_Required action 1_
Decide whether each statement below agrees with the mobile app abstract. Answer yes or no for each, and quote the deciding words of the abstract. (a) App demand decreases with the in-app purchase option. (b) Developers can maximize revenue with a 50% discount on their paid apps. (c) A price discount strategy raises app demand more in Apple App Store than in Google Play.

Anindya Ghose, Sang Pil Han

Is there an app for that? In 2013, the global mobile app market was estimated at more than $50 billion and is expected to grow to $150 billion in the next two years. The authors evaluate the vibrant platform competition between mobile (smartphone and tablet) apps on the Apple iOS and Google Android platforms and estimate consumer preferences toward different mobile app characteristics. They find that app demand increases with the in-app purchase option wherein a user can complete transactions within the app. In contrast, app demand decreases with the in-app advertisement option where consumers are shown ads while they are engaging with the app. The direct effects on app revenue from the inclusion of an in-app purchase option and an in-app advertisement option are equivalent to offering a 28% price discount and increasing the price by 8%, respectively. The authors also find that a price discount strategy results in a greater increase of app demand in Google Play compared with Apple App Store, and app developers can maximize their revenue by providing a 50% discount on their paid apps. The insight for management: Mobile apps have enhanced consumer surplus by approximately $33.6 billion annually in the United States, with opportunities for improved marketing, pricing, and design of applications.

A General Multiple Distributed Lag Framework for Estimating the Dynamic Effects of Promotions (p. 1489)

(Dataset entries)
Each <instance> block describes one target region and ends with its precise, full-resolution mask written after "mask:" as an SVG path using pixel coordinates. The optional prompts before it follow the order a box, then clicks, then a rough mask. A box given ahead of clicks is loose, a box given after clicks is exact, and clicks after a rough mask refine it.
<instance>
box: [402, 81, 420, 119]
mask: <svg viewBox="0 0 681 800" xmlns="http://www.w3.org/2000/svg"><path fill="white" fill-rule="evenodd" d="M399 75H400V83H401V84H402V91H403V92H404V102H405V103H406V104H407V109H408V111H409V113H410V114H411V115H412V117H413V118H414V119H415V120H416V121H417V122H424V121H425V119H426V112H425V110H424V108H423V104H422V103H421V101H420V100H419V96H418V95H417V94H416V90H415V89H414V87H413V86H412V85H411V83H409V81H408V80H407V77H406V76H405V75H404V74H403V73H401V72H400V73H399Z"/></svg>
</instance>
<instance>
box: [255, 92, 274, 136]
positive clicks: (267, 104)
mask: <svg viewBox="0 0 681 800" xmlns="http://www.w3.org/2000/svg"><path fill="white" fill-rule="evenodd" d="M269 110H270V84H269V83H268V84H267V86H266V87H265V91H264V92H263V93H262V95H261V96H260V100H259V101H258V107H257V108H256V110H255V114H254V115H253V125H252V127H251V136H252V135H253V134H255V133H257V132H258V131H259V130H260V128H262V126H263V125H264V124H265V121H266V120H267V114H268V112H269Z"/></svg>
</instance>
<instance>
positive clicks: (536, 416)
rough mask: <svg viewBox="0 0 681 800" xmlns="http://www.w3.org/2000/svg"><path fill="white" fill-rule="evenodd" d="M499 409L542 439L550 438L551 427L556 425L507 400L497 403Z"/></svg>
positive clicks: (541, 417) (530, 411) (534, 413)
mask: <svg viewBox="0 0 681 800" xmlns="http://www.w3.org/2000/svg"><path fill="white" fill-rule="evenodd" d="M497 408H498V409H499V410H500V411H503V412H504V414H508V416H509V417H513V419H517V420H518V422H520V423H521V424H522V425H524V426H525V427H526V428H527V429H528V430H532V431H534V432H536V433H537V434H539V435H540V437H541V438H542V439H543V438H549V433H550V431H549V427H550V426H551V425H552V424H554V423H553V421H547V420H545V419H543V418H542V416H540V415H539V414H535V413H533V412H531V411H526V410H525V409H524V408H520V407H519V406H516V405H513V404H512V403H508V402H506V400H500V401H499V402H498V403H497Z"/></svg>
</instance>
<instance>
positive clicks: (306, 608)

_Required action 2_
Rewrite the part of the records that opens with their first line and closes with the line containing "box: [402, 81, 420, 119]", putting "cues" in place of "prompts" and leaving everything else unchanged.

_Problem solution 1_
(a) No: "app demand increases with the in-app purchase option"
(b) Yes: "app developers can maximize their revenue by providing a 50% discount on their paid apps"
(c) No: "a price discount strategy results in a greater increase of app demand in Google Play compared with Apple App Store"

_Problem solution 2_
Each <instance> block describes one target region and ends with its precise, full-resolution mask written after "mask:" as an SVG path using pixel coordinates. The optional cues before it follow the order a box, then clicks, then a rough mask. A box given ahead of clicks is loose, a box given after clicks is exact, and clicks after a rough mask refine it.
<instance>
box: [402, 81, 420, 119]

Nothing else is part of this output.